>> START

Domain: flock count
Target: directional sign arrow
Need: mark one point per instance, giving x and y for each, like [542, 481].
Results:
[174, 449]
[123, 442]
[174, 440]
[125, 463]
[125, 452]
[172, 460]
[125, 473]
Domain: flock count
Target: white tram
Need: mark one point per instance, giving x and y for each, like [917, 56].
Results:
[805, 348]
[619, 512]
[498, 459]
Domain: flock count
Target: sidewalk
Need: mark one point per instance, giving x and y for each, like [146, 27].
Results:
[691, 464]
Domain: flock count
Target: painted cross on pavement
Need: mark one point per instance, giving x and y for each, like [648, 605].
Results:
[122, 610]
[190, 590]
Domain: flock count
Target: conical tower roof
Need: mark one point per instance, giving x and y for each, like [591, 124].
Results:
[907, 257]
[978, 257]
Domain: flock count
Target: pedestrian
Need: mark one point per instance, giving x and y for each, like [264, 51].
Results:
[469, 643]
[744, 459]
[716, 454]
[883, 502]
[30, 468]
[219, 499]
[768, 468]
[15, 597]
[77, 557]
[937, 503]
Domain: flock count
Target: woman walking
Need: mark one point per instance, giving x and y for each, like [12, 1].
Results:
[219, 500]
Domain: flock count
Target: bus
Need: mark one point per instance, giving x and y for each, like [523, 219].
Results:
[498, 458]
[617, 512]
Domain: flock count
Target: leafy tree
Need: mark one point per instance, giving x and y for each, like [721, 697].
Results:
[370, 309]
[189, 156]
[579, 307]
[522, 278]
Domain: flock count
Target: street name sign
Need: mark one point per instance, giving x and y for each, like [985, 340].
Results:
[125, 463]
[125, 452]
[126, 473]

>> END

> PROBLEM DESCRIPTION:
Can you edit all the records above, replacing "flock count" with "street scene" and leaving everything else as it is?

> ANSWER TO THE EXERCISE:
Domain: street scene
Target: directional sign arrow
Need: mark one point per instance, giving x and y for each, like [542, 481].
Results:
[174, 449]
[123, 442]
[174, 440]
[125, 463]
[125, 452]
[172, 460]
[125, 473]
Domain: street scene
Target: white tram
Need: mark one point per instance, giving x and y for each, like [917, 56].
Results:
[805, 348]
[619, 512]
[498, 459]
Domain: street scene
Target: sidewalk
Need: mark one point per instance, giving x and y for each, like [146, 27].
Results:
[691, 464]
Domain: street scene
Target: painted cross on pavement
Need: mark one point per instance, giving x and y for each, like [648, 605].
Results:
[122, 610]
[190, 590]
Domain: street scene
Target: conical tower roof
Need: mark one point per instance, giving x and y for each, like [591, 124].
Results:
[907, 257]
[978, 257]
Domain: street scene
Target: pedestrian
Need: mark one point per instance, giving x and y for each, like [264, 51].
Results:
[469, 643]
[744, 459]
[716, 454]
[883, 502]
[30, 468]
[219, 499]
[768, 468]
[15, 597]
[77, 557]
[937, 503]
Domain: street scene
Target: woman walking
Need: mark one point per instance, giving x and y for each, like [12, 1].
Results:
[219, 500]
Domain: street scene
Target: bus
Need: mark one point per instance, giving x and y for each, like [523, 219].
Results:
[498, 458]
[617, 512]
Domain: street scene
Target: leafy tree
Need: mark one point per instance, giving x and y for each, like [721, 697].
Results:
[370, 309]
[189, 156]
[579, 307]
[522, 278]
Domain: street scene
Target: street name sign
Need: mark one point per instance, giving x and y for each, like [985, 340].
Results:
[125, 463]
[125, 452]
[126, 473]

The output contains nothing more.